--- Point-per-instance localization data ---

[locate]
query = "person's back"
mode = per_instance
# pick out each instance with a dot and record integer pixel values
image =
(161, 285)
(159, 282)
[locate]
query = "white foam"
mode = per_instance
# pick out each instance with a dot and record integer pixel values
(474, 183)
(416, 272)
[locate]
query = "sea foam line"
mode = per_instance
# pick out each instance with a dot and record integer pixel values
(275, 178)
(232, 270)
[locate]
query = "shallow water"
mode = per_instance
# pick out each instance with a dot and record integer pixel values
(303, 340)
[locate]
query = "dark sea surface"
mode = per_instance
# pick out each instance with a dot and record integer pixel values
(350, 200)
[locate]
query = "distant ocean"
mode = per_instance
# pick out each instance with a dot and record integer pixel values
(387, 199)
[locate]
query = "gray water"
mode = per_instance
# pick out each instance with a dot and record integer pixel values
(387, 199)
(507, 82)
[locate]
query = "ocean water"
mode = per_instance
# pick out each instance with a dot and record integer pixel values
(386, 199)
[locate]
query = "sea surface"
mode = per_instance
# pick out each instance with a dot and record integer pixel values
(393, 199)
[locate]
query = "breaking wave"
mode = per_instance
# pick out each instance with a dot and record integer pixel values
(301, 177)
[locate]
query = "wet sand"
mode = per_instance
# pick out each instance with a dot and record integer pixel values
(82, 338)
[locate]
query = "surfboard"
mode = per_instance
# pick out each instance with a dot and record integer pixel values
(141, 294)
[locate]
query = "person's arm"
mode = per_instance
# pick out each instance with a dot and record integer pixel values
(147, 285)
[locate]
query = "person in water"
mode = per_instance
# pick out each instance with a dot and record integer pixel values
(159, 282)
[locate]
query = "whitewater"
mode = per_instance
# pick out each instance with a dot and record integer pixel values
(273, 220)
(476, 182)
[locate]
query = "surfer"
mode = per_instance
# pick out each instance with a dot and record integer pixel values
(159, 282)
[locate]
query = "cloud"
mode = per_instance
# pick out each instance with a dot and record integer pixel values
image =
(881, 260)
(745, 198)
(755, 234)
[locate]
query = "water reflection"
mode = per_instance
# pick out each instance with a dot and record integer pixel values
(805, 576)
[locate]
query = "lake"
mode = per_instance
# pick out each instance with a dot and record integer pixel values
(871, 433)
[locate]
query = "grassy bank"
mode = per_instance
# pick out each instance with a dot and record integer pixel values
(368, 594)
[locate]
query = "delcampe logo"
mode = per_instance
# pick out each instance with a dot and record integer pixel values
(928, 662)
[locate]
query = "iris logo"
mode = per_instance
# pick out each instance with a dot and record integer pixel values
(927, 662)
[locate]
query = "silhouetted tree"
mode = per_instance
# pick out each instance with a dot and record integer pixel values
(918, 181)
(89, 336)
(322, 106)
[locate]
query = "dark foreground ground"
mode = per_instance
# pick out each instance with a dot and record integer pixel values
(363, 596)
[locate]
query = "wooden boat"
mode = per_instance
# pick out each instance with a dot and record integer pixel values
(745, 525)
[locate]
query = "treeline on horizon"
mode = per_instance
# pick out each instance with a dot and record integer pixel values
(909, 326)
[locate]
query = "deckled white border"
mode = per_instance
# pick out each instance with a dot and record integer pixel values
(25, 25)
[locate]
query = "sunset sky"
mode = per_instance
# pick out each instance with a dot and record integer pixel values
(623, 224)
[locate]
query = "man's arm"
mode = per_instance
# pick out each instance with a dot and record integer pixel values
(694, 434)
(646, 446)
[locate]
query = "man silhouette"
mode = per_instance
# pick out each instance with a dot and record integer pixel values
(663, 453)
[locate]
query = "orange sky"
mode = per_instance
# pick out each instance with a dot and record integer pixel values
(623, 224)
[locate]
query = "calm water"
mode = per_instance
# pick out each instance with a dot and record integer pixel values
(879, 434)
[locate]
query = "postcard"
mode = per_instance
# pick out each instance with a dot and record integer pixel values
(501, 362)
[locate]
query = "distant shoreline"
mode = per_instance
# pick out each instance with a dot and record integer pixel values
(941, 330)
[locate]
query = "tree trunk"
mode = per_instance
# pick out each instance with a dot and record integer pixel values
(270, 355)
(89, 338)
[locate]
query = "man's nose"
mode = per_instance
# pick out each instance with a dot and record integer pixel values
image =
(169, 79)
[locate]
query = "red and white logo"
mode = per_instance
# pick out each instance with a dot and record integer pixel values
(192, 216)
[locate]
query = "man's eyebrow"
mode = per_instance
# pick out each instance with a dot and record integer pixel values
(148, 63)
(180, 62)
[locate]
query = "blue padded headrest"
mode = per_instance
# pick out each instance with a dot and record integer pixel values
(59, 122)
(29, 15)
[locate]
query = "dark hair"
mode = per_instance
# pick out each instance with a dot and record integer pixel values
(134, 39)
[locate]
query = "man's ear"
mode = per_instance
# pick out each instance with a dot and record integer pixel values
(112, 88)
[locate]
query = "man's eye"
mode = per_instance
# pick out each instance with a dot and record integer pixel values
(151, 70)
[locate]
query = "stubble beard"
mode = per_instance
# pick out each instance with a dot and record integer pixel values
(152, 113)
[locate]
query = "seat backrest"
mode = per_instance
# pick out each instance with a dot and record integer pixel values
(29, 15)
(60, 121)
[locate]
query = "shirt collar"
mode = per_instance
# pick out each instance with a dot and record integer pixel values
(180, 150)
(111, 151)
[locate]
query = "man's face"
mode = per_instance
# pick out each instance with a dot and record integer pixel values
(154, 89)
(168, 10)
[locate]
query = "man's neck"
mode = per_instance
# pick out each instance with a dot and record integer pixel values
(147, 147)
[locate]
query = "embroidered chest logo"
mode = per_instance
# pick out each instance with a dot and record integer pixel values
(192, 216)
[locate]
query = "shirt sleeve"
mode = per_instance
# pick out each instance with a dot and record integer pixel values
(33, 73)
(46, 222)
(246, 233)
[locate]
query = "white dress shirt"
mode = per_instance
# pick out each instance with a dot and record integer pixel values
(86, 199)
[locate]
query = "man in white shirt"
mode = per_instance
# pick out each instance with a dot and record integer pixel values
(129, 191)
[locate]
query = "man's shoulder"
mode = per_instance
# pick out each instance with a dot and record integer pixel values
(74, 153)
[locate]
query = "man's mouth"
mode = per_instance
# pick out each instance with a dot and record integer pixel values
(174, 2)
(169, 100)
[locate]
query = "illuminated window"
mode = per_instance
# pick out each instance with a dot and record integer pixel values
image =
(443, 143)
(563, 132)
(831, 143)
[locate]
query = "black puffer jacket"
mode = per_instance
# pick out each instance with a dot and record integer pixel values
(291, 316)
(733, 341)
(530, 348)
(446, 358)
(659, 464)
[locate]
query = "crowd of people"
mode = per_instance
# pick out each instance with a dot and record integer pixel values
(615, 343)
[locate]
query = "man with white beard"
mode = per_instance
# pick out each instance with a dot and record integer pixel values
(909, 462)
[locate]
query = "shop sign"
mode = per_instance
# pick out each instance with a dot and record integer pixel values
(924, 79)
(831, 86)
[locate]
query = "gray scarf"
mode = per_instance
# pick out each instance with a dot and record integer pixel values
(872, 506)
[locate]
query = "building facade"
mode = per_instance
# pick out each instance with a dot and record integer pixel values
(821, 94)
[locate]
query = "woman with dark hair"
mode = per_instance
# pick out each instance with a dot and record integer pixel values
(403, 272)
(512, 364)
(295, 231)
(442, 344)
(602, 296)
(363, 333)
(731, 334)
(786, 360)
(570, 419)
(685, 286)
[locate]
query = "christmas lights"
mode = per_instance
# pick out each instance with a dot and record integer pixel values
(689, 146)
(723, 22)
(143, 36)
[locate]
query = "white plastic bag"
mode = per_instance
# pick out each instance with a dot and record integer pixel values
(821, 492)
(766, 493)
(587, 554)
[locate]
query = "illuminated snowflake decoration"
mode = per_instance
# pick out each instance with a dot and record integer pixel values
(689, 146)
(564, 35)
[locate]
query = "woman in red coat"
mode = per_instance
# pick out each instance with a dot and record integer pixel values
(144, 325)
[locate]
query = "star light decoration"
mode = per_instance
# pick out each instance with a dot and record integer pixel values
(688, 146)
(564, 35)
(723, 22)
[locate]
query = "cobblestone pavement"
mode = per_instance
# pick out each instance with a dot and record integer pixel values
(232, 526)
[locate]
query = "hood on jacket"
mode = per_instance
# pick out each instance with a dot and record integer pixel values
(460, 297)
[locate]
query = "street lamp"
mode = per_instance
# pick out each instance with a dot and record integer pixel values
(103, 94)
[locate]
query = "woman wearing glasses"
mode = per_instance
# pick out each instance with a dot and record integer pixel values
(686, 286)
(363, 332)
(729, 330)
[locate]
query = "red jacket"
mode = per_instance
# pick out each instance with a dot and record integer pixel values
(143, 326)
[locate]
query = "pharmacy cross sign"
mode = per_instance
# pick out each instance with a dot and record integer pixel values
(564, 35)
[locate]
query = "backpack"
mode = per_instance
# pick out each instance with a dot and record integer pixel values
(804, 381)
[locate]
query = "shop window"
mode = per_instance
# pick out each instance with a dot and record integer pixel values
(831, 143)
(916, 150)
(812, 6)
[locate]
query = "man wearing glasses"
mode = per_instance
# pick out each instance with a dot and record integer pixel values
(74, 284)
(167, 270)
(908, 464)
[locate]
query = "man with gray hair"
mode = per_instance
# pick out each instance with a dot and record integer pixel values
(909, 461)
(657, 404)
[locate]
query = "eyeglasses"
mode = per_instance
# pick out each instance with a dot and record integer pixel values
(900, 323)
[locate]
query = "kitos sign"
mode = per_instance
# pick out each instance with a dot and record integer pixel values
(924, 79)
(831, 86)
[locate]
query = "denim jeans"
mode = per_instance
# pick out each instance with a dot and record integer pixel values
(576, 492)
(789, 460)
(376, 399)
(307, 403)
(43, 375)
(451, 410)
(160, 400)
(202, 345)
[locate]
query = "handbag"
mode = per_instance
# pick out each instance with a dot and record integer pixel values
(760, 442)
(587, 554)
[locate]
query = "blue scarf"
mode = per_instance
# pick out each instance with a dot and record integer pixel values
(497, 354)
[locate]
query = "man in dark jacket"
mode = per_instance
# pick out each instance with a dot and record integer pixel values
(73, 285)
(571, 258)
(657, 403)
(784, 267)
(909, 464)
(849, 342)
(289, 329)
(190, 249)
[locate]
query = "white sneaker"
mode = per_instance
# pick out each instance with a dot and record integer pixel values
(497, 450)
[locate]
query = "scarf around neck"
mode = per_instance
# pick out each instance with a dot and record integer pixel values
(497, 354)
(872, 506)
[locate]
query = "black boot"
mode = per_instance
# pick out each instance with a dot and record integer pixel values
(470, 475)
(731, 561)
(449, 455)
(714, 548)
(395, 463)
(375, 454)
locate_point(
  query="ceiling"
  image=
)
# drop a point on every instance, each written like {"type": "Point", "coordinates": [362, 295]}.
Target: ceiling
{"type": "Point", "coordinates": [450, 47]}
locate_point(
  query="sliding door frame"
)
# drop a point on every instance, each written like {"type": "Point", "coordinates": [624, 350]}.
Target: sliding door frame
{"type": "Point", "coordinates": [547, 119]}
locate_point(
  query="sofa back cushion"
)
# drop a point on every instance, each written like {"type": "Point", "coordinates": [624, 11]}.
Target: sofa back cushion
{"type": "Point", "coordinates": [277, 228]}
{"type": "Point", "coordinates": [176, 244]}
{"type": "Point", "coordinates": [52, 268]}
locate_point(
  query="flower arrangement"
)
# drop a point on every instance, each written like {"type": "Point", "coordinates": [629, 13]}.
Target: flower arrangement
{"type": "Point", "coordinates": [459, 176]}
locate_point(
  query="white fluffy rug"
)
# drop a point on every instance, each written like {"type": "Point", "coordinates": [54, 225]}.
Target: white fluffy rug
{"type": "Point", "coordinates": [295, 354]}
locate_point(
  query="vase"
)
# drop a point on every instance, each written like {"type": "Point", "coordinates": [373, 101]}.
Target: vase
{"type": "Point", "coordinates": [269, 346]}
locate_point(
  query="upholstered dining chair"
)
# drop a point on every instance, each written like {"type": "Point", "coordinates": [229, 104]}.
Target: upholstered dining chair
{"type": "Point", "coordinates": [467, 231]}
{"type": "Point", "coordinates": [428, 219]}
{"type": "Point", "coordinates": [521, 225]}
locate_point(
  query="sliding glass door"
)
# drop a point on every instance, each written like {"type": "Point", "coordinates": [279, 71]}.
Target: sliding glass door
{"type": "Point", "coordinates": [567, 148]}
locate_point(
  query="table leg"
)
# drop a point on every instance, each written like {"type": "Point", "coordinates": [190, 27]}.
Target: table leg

--- What is being asked ---
What lines above contain the word "sign"? Please copy each one.

--- Result of this exercise ---
query = "shop sign"
query = "pharmacy cross sign"
query = "kitos sign"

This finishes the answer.